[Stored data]
+---+
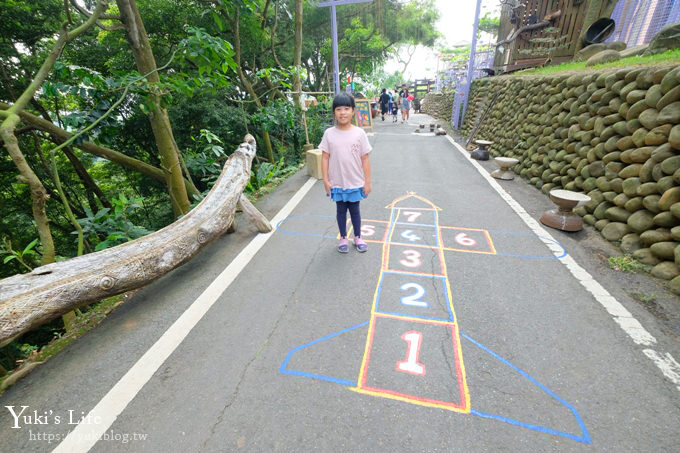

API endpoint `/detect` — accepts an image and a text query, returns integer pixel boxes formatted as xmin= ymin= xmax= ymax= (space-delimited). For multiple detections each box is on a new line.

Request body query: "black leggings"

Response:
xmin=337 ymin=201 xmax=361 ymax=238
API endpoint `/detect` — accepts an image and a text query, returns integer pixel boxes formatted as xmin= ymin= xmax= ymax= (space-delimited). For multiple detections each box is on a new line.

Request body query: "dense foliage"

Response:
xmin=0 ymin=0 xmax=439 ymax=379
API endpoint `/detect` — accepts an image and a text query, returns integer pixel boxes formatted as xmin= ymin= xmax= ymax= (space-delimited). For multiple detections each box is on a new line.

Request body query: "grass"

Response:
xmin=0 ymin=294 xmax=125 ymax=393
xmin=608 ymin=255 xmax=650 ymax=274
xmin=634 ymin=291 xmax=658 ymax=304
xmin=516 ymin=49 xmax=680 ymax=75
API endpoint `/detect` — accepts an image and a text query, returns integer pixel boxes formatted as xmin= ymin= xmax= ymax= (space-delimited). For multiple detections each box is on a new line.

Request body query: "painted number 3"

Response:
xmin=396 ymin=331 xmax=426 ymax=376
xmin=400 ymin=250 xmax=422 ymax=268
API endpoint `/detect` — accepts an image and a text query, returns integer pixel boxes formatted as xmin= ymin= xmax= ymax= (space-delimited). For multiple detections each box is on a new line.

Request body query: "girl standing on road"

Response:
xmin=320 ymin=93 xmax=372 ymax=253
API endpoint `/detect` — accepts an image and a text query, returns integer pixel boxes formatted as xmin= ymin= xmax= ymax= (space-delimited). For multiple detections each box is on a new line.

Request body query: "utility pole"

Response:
+---+
Retype every entry above exactly, leaving out the pictures.

■ Task output:
API endpoint `/detect` — accepts an image and a text query, returns integer pixel boxes formatted as xmin= ymin= xmax= ymax= (space-delimited). For multiple detections each box is on a new line.

Request body query: "black leggings"

Response:
xmin=337 ymin=201 xmax=361 ymax=238
API endpoint `/detect` — accepts an image and a text query, returns integer pixel boxes formatted as xmin= ymin= xmax= ymax= (space-delimited). For multiple detections each box is on a new line.

Request body query: "dense foliage"

Response:
xmin=0 ymin=0 xmax=439 ymax=379
API endpoint `/detect` — accepts an image and a text query, returns integer pixel boxes formatted as xmin= ymin= xmax= ymax= (space-delimited). For multiple detections each box is on a new line.

Request body query: "grass"

Response:
xmin=0 ymin=294 xmax=125 ymax=393
xmin=608 ymin=255 xmax=650 ymax=274
xmin=634 ymin=291 xmax=658 ymax=304
xmin=516 ymin=49 xmax=680 ymax=75
API endpoint `/detect` — accepts an image and a text query, returns integer pixel boxes formatted as xmin= ymin= xmax= ymax= (space-delimited). For multiple detections each box is on a new line.

Request body query: "painted number 3"

Response:
xmin=396 ymin=331 xmax=426 ymax=376
xmin=400 ymin=250 xmax=422 ymax=268
API endpoint `/detect` — accepts an image and a text query, returns integer pixel boxes formatted as xmin= ymin= xmax= ymax= (space-delimited). For multiple detections each box is on a new line.

Request body query: "girl standing on road"

Response:
xmin=320 ymin=93 xmax=372 ymax=253
API endpoint `/detect` — accepts an image and a text query, returns integer pixel boxes formatted as xmin= ymin= xmax= ymax= (space-delimited). For multiple detections each box is on a new line.

Request body query: "utility pole"

Response:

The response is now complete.